━━━━━ Extract to read ━━━━━
It has also become very known that the alleged “aid” which Turkey and Saudi Arabia have been sending to the terrorists is in fact weapons and equipment aimed at killing the Syrian, said al-Jaafari, adding that the weapons-laden trucks which were seized by the Turkish government and those sent by Saudi Arabia to Jabhat al-Nusra across the Jordanian borders are a most telling proof of that.
Al-Jaafari used the opportunity of the meeting to call upon “all national opposition” groups to support the immense effort put by the Syrian government to ensure aid delivery to the beneficiaries and not politicize the humanitarian issue.
He stressed that the Syrian government views the “national opposition” as a partner in the Syrian-Syrian dialogue process, which necessitates concerted efforts to secure the restoration of security and stability to Syria.
Al-Jaafari pointed out that the participation of the government’s delegation in Moscow meetings, that is based on what came in the Russian invitation in terms of exchanging views and ideas on what could be a ground for any inter-Syrian dialogue to be held in Damascus, asserts the Syrian national principles, namely respecting the national sovereignty and territorial integrity.
The government delegation’s participation, he added, also stresses the principles of respecting the Syrian people’s will and the rule of law, maintaining the state institutions and regarding the army and armed forces as an embodiment of national unity and its independent decision and the struggle for the full liberation of the Israeli-occupied Golan.
At the beginning of his speech, al-Jaafari offered thanks to the Russian Foreign Ministry and the Director of the Institute of Oriental Studies Vitaly Naumkin for hosting this consultative meeting that is aimed at discussing the prospects of holding a comprehensive and open inter-Syrian dialogue in Damascus.
Qadri Jamil said Geneva 1 was a cover-up and had gaps, noting that it needs to be updated because when it was agreed upon, terrorism was not clear to everybody.
SANA correspondent in Moscow reported that a number of opposition figures presented a paper with items to the government delegation.
Closed-door meetings that brought together representatives of various opposition factions were held last Monday and Tuesday as part of Russia-sponsored meetings which, according to Russian Foreign Minister Sergey Lavrov, seek to provide an avenue and a forum for discourse and discussions with representatives of the Syrian government.
In a press conference on Monday, Lavrov said the goal of the meetings is to establish direct contact between the two sides, describing them as an effort to reinvigorate dialogue without conditions to pave the way towards resolving the crisis in Syria.
━━━━━ Supplied data ━━━━━
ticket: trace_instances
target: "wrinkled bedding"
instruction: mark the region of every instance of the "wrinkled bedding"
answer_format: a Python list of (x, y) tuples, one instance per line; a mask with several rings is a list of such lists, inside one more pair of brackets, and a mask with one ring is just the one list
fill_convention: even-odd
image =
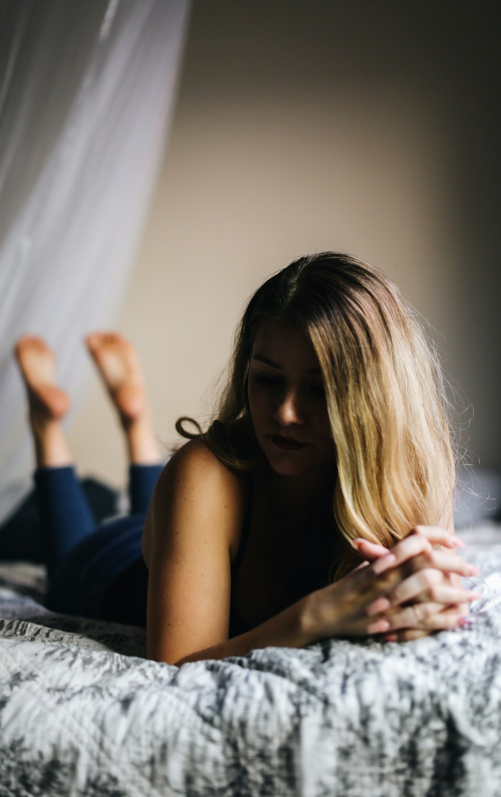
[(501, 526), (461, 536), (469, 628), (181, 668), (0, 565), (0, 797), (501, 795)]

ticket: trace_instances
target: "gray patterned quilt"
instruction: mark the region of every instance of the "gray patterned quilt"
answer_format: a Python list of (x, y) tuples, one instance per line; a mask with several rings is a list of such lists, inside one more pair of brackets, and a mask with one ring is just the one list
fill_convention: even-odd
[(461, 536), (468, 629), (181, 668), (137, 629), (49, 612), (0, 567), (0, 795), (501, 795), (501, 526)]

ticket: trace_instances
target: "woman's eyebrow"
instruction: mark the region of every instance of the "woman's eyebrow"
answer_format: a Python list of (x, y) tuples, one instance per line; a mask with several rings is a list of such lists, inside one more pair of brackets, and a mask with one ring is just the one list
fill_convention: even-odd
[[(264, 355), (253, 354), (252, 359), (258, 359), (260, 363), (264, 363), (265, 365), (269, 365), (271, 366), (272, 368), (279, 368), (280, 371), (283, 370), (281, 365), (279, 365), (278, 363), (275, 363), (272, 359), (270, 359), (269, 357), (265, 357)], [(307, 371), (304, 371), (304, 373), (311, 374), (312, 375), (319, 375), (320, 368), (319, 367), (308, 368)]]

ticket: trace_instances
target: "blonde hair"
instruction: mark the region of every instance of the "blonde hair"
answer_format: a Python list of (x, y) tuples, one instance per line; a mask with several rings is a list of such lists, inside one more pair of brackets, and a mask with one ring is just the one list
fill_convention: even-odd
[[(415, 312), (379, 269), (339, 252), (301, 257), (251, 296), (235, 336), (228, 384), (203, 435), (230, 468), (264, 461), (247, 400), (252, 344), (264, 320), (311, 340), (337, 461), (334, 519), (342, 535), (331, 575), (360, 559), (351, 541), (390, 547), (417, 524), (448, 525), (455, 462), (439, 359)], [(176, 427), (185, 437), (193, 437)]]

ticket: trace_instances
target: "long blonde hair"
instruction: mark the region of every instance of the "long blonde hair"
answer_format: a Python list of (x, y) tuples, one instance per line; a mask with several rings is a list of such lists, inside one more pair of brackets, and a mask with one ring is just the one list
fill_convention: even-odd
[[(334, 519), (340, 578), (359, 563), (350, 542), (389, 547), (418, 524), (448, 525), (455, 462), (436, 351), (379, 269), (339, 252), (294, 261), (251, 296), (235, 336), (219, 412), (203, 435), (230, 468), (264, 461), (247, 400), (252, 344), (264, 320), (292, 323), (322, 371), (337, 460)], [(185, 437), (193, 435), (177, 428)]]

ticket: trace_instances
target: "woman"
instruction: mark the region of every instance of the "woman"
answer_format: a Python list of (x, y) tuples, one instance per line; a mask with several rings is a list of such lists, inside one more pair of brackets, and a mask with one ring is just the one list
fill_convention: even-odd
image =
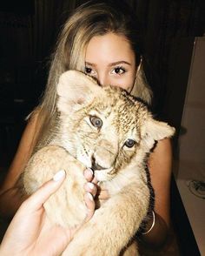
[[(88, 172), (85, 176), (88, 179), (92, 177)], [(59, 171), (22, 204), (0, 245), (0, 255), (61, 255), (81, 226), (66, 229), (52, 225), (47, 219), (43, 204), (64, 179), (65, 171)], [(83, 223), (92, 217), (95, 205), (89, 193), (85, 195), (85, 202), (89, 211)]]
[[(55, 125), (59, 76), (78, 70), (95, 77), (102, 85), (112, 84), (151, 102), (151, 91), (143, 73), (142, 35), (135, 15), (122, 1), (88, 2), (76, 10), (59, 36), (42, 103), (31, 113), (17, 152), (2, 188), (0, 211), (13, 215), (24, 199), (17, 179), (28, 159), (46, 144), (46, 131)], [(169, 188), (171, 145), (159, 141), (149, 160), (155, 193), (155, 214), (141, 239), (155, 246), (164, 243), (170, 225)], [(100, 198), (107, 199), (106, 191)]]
━━━━━
━━━━━ Supplied data ━━━━━
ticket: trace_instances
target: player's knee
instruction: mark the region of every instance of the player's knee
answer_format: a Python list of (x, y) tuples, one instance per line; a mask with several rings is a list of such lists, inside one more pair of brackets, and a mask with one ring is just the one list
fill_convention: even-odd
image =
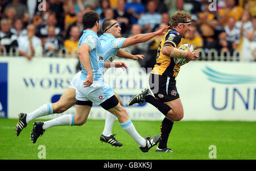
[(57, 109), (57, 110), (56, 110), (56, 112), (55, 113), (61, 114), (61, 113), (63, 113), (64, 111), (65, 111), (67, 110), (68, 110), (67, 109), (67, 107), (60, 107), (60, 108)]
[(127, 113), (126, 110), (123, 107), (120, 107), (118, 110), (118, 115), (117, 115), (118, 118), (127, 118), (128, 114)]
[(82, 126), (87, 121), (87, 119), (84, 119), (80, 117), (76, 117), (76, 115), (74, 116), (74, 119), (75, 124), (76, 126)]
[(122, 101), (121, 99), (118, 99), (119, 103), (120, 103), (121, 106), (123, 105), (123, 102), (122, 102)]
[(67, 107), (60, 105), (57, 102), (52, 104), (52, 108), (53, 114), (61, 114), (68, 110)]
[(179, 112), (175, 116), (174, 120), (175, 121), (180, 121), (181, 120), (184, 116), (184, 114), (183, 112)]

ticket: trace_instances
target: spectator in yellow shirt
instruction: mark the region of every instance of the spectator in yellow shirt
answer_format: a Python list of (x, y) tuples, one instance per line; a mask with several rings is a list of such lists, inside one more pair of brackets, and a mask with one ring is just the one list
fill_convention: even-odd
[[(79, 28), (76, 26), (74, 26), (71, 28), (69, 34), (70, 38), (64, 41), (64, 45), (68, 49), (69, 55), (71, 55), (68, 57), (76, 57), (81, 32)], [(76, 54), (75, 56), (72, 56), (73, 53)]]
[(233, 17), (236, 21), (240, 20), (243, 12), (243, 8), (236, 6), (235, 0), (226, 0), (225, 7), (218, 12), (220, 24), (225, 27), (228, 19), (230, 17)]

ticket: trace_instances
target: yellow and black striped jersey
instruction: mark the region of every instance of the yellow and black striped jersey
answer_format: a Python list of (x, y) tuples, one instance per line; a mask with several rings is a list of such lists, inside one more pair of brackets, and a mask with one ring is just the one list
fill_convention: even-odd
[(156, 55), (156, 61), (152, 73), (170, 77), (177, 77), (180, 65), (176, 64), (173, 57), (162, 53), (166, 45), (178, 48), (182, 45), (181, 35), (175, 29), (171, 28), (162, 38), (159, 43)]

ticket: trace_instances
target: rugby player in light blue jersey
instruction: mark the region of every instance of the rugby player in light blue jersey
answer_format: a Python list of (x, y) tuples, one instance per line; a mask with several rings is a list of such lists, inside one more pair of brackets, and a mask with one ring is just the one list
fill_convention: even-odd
━━━━━
- [What is asked] In the report on the Moscow meetings, quote everything from "SANA correspondent in" down to "crisis in Syria.".

- [Exercise answer]
SANA correspondent in Moscow reported that a number of opposition figures presented a paper with items to the government delegation.
Closed-door meetings that brought together representatives of various opposition factions were held last Monday and Tuesday as part of Russia-sponsored meetings which, according to Russian Foreign Minister Sergey Lavrov, seek to provide an avenue and a forum for discourse and discussions with representatives of the Syrian government.
In a press conference on Monday, Lavrov said the goal of the meetings is to establish direct contact between the two sides, describing them as an effort to reinvigorate dialogue without conditions to pave the way towards resolving the crisis in Syria.